"""

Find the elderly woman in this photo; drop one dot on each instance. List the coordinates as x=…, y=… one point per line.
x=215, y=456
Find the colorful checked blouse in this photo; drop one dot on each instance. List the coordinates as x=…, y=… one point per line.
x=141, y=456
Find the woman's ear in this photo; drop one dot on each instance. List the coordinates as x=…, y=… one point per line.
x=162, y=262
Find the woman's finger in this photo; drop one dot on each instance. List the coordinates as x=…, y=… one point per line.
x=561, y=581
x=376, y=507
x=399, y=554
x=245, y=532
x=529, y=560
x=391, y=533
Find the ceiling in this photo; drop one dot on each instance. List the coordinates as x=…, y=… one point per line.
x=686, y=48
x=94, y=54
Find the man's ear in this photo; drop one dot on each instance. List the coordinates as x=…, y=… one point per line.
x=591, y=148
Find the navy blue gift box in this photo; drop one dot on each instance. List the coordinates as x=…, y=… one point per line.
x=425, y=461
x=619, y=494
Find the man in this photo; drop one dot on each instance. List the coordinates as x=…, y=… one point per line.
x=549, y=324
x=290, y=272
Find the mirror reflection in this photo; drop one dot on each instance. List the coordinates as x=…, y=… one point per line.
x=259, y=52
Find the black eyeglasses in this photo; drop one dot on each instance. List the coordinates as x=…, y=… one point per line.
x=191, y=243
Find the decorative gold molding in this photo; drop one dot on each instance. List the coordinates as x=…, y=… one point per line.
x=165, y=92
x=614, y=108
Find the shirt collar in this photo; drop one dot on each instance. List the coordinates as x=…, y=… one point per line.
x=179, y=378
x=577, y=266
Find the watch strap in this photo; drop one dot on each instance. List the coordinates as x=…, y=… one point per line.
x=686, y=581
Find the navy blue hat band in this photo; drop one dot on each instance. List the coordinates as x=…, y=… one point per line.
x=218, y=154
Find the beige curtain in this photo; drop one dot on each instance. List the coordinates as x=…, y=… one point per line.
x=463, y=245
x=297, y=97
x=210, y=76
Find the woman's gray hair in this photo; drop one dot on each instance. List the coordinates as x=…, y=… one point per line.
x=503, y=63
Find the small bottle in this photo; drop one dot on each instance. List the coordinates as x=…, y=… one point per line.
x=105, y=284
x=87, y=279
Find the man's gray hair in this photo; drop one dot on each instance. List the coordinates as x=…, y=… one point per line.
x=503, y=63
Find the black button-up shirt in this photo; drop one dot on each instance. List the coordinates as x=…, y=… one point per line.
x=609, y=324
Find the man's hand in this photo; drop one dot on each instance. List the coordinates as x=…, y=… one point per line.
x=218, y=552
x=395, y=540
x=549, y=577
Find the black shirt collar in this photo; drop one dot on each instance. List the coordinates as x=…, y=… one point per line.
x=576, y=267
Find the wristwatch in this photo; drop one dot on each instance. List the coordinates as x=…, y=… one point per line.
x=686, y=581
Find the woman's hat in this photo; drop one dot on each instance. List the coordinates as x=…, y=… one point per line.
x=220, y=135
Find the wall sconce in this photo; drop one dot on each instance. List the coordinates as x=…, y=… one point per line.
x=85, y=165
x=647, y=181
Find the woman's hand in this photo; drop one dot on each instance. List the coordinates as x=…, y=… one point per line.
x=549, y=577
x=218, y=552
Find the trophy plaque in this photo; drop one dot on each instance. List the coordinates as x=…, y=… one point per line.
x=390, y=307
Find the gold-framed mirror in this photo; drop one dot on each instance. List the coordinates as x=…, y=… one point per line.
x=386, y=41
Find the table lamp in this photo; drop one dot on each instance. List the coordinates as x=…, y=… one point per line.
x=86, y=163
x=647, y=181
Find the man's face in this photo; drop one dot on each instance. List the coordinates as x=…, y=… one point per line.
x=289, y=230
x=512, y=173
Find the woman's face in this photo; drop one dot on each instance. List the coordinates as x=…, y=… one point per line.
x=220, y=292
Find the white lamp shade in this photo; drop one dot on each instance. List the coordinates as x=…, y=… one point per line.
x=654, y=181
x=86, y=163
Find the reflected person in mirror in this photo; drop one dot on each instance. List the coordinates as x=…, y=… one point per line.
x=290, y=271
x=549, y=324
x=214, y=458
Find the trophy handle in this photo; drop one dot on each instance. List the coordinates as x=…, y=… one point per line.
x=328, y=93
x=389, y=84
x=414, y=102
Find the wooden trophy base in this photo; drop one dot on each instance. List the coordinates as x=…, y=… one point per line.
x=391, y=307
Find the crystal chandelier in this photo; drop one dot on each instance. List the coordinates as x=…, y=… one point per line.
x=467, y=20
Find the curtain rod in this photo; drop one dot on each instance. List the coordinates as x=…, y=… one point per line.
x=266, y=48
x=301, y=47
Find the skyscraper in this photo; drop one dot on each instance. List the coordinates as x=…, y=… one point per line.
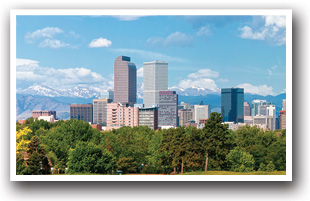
x=125, y=81
x=168, y=109
x=100, y=111
x=155, y=78
x=201, y=112
x=246, y=109
x=232, y=104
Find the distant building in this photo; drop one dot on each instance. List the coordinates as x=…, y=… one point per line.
x=167, y=111
x=119, y=115
x=100, y=111
x=97, y=126
x=232, y=104
x=149, y=117
x=246, y=109
x=107, y=95
x=155, y=78
x=185, y=115
x=255, y=106
x=36, y=114
x=50, y=119
x=201, y=112
x=125, y=81
x=82, y=112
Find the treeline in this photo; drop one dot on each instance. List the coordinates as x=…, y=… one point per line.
x=75, y=147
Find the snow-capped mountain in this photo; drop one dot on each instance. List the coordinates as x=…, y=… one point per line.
x=76, y=92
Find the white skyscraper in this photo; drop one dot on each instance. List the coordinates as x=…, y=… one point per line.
x=201, y=112
x=155, y=78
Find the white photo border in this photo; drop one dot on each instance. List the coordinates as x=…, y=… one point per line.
x=149, y=12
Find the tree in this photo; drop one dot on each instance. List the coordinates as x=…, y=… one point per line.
x=238, y=160
x=89, y=158
x=217, y=142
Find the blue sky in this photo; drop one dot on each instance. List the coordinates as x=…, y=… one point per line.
x=202, y=51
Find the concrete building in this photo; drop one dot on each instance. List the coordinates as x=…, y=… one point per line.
x=36, y=114
x=82, y=112
x=155, y=78
x=119, y=115
x=100, y=111
x=50, y=119
x=232, y=104
x=246, y=109
x=149, y=117
x=125, y=81
x=107, y=95
x=255, y=106
x=185, y=115
x=167, y=111
x=201, y=112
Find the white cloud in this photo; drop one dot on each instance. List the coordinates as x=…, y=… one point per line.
x=47, y=32
x=151, y=56
x=52, y=43
x=28, y=72
x=128, y=17
x=200, y=79
x=273, y=30
x=203, y=73
x=140, y=72
x=174, y=39
x=100, y=42
x=204, y=31
x=263, y=90
x=201, y=83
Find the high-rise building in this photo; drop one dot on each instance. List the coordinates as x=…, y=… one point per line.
x=246, y=109
x=232, y=104
x=82, y=112
x=168, y=109
x=100, y=111
x=155, y=79
x=185, y=115
x=125, y=81
x=149, y=117
x=201, y=112
x=119, y=115
x=107, y=95
x=37, y=114
x=255, y=104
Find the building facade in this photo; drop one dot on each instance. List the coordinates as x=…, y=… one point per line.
x=155, y=79
x=125, y=81
x=246, y=109
x=149, y=117
x=232, y=104
x=185, y=115
x=37, y=114
x=201, y=112
x=82, y=112
x=100, y=111
x=168, y=109
x=119, y=115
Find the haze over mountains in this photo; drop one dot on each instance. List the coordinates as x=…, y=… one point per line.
x=47, y=98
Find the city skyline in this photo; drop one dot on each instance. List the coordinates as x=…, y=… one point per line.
x=66, y=51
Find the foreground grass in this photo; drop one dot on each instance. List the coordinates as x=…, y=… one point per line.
x=235, y=173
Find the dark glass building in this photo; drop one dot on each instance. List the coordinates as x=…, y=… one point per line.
x=168, y=109
x=232, y=104
x=125, y=81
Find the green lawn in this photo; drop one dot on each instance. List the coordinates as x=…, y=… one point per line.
x=235, y=173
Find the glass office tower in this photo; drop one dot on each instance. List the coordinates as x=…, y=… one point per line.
x=232, y=104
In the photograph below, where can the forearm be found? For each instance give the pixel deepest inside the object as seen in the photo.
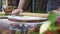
(21, 4)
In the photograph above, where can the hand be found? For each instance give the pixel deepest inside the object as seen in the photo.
(17, 11)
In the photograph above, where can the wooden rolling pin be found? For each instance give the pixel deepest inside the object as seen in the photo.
(34, 14)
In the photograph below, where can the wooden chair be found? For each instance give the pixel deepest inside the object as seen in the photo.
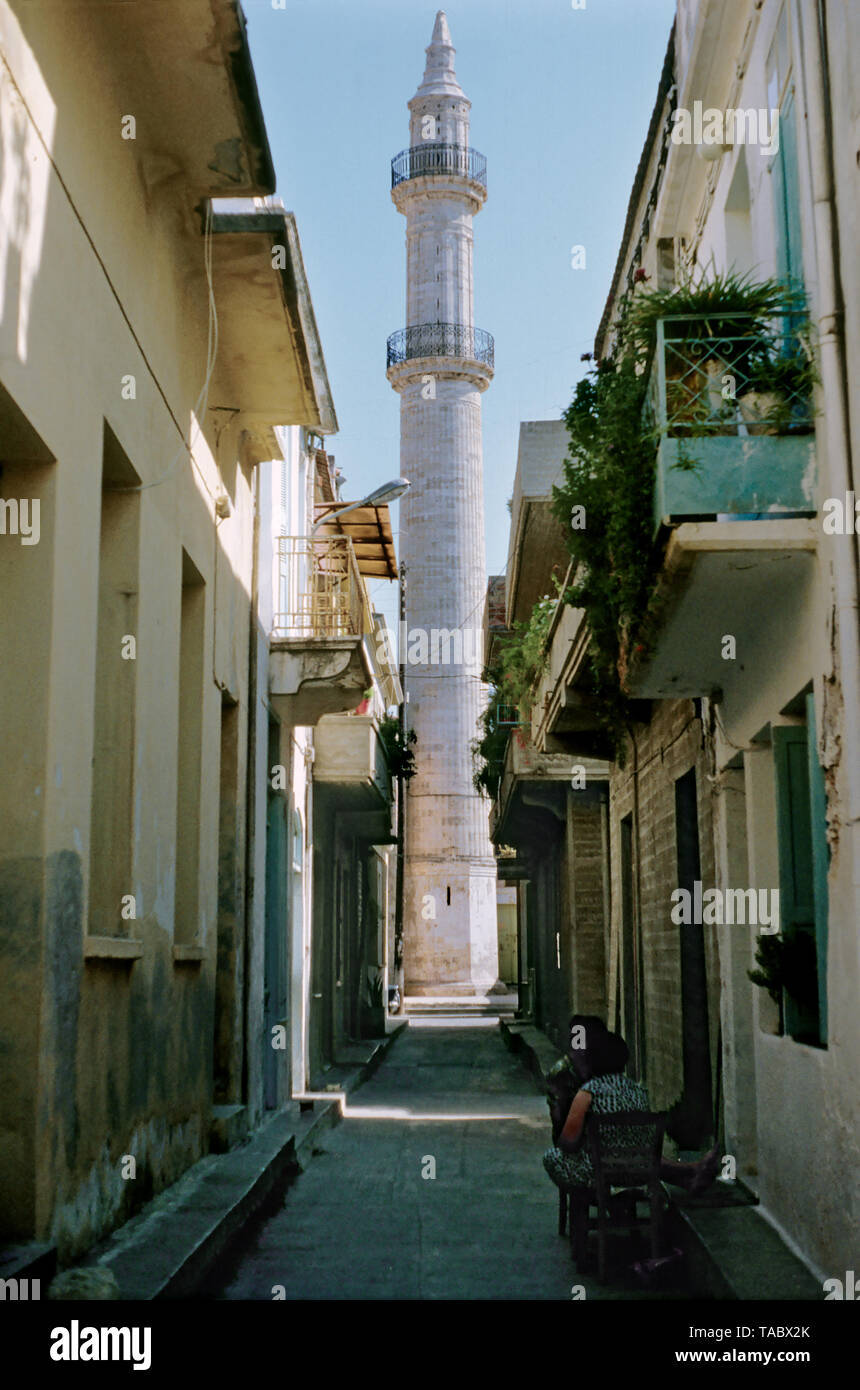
(637, 1169)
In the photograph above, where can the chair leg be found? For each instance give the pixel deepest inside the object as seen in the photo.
(656, 1221)
(602, 1235)
(578, 1222)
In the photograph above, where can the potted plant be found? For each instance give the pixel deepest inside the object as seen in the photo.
(710, 332)
(777, 391)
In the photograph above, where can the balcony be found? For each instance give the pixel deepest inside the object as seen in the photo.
(532, 799)
(318, 658)
(536, 544)
(737, 484)
(441, 341)
(564, 715)
(349, 761)
(436, 160)
(734, 420)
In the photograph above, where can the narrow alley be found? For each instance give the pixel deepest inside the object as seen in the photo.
(363, 1222)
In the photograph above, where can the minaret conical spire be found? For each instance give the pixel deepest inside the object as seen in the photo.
(439, 77)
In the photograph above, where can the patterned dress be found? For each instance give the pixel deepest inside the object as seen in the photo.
(610, 1094)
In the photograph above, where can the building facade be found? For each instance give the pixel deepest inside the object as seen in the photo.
(167, 651)
(731, 818)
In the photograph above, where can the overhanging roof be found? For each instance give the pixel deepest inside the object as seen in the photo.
(266, 319)
(185, 68)
(370, 530)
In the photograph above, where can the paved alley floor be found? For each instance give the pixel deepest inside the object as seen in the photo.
(366, 1222)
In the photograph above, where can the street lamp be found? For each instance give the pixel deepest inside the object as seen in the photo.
(388, 492)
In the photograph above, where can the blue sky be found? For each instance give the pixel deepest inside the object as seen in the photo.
(560, 99)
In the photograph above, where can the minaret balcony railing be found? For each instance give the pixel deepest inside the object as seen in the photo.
(436, 160)
(441, 341)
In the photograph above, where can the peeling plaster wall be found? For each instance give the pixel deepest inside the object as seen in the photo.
(107, 1057)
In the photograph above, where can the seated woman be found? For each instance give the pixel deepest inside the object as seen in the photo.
(598, 1066)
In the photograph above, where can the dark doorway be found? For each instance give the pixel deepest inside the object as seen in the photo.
(692, 1119)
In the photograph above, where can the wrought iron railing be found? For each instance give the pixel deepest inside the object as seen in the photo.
(320, 590)
(436, 159)
(441, 341)
(727, 375)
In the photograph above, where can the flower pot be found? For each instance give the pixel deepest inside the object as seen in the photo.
(759, 410)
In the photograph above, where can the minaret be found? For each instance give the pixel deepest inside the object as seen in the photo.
(439, 364)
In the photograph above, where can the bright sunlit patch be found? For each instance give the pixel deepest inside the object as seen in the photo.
(373, 1112)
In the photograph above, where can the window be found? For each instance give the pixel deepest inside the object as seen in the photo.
(803, 866)
(784, 167)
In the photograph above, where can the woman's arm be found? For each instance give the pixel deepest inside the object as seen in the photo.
(570, 1137)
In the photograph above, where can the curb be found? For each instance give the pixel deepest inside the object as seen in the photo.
(172, 1246)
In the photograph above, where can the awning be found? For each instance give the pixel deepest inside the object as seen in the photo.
(370, 530)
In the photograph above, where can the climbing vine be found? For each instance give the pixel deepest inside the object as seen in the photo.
(606, 508)
(513, 674)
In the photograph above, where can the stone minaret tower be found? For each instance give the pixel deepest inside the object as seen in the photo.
(439, 364)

"""

▸ WORK TO DO
Swap "wall sconce" for "wall lamp" in the part of the entries that opens with the line containing "Find the man's gray" and closes with the line containing "x=386, y=41". Give back only those lines, with nothing else changed.

▸ REPLY TO THE EXERCISE
Find the man's gray hair in this photo; drop one dot on each instance. List the coordinates as x=…, y=… one point per line.
x=503, y=63
Find the black button-up shirt in this photo; drop one dot on each instance. List the coordinates as x=…, y=… one point per line.
x=609, y=324
Find the man's hand in this photo; drop one dot on each instance. List the coordinates as x=…, y=… one point per line.
x=218, y=552
x=395, y=540
x=549, y=577
Find the black shirt collar in this photo; drop one dot on each instance. List the coordinates as x=…, y=… one point per line.
x=576, y=267
Find the wristwatch in this photo; drop one dot on each instance. List the coordinates as x=…, y=… one point per line.
x=686, y=581
Find the woman's hat in this photo; drop one dot on each instance. List the coordinates as x=…, y=… one point per line.
x=220, y=135
Find the wall lamp in this photo; drop one dot on each instance. List the coordinates as x=…, y=… one point per line.
x=85, y=165
x=647, y=181
Find the woman's hand in this photo; drop one dot on each instance. List the coordinates as x=…, y=… one point per line.
x=549, y=577
x=218, y=552
Find the trophy plaque in this photo; drop one dot on each instance. List the coordinates as x=…, y=… one point per line.
x=390, y=307
Find the gold-framed mirror in this photo; drop one dot on each instance. List the coordinates as x=…, y=… one point per line.
x=386, y=41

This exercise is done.